• [Problem requirements] Copy the listing below line for line, keeping every character unchanged, and leave out the pictures.

• [Data rows]
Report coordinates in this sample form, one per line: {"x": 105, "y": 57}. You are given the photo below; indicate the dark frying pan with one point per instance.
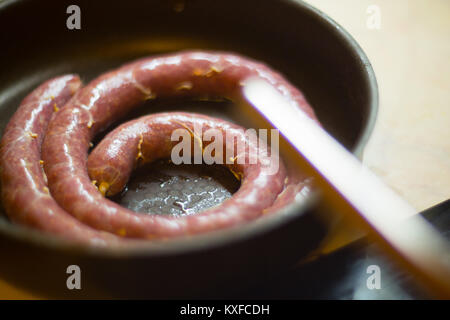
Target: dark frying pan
{"x": 310, "y": 49}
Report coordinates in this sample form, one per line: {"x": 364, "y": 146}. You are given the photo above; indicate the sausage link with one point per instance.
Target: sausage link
{"x": 46, "y": 173}
{"x": 25, "y": 194}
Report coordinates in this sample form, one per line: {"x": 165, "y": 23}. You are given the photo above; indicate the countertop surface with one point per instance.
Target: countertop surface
{"x": 407, "y": 44}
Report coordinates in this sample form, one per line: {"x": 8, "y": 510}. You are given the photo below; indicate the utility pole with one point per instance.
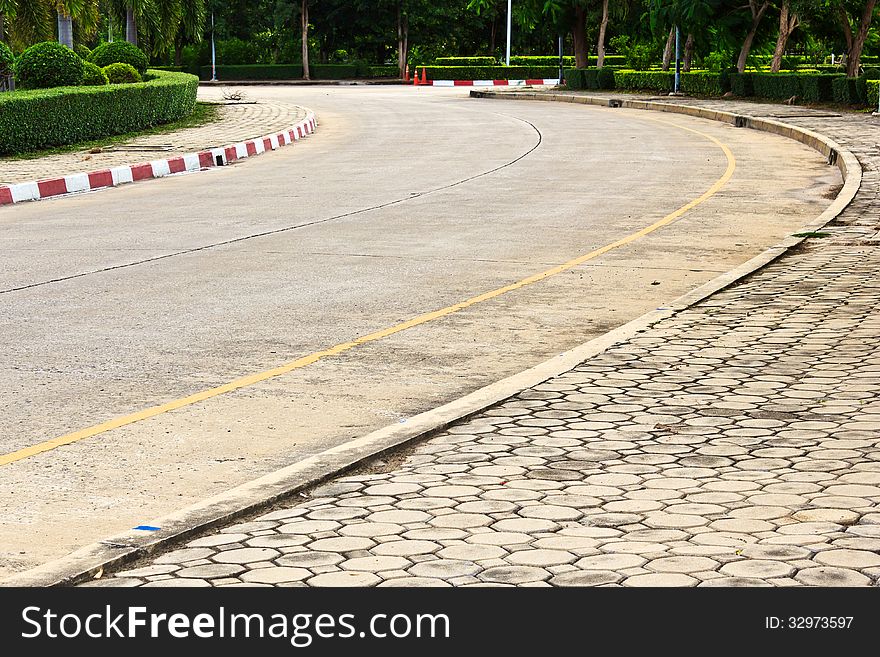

• [Full answer]
Report coordinates in this sample form, one per line: {"x": 105, "y": 57}. You are given the photo below; indicate the dark frying pan with one point per instance.
Target: dark frying pan
{"x": 310, "y": 49}
Report coordinates in this sample form, one per line: {"x": 364, "y": 146}. You are given the photo above; indicate the sausage link with one point per instance.
Target: sausage link
{"x": 46, "y": 173}
{"x": 25, "y": 194}
Report coordinates in this sample form, one per line: {"x": 165, "y": 23}. You are given the photo above; indicate the countertop surface with one point per instance.
Target: countertop surface
{"x": 407, "y": 44}
Report coordinates in this sample form, one per line: {"x": 8, "y": 510}. You are given the photo below; indicate the utility pole with one point per instance.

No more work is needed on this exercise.